=== CEL ZADANIA ===
Przepisz wszystkie dane, zamieniając "outline" na "contour"; reszta ma zostać bez zmian. Obrazków nie wstawiaj do odpowiedzi.

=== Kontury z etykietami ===
☆ ☆ ☆ ☆

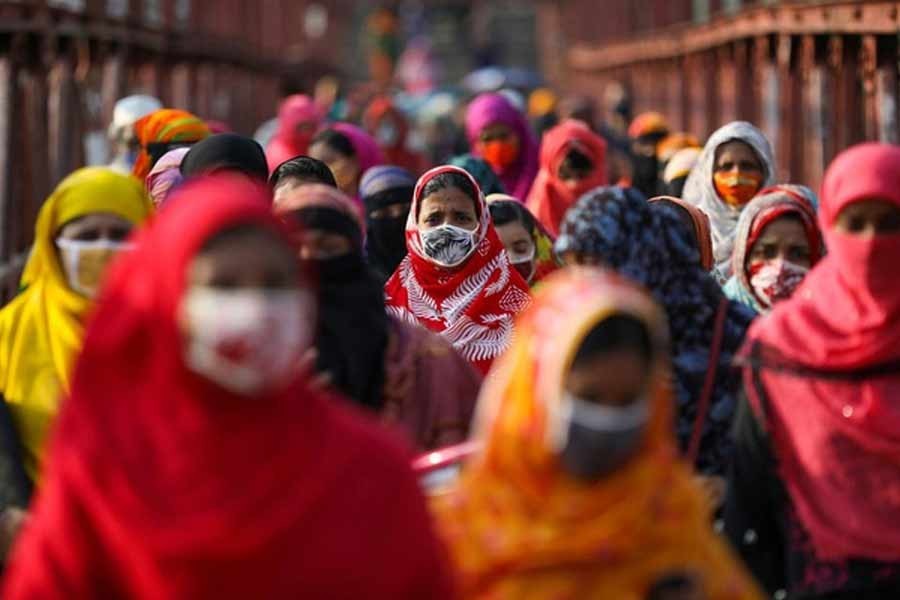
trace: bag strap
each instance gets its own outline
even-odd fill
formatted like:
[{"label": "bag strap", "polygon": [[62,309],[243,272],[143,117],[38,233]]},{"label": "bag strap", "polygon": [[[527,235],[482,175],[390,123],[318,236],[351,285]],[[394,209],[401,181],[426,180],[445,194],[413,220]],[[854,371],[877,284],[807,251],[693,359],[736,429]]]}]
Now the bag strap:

☆ ☆ ☆ ☆

=== ODPOWIEDŹ ===
trace: bag strap
each instance gets its own contour
even-odd fill
formatted like:
[{"label": "bag strap", "polygon": [[62,309],[243,272],[143,117],[38,233]]},{"label": "bag strap", "polygon": [[[527,235],[482,175],[390,123],[318,236],[351,285]],[[394,209],[401,181],[426,180],[445,194],[413,220]],[[854,371],[877,284],[807,251],[693,359],[736,429]]]}]
Now the bag strap:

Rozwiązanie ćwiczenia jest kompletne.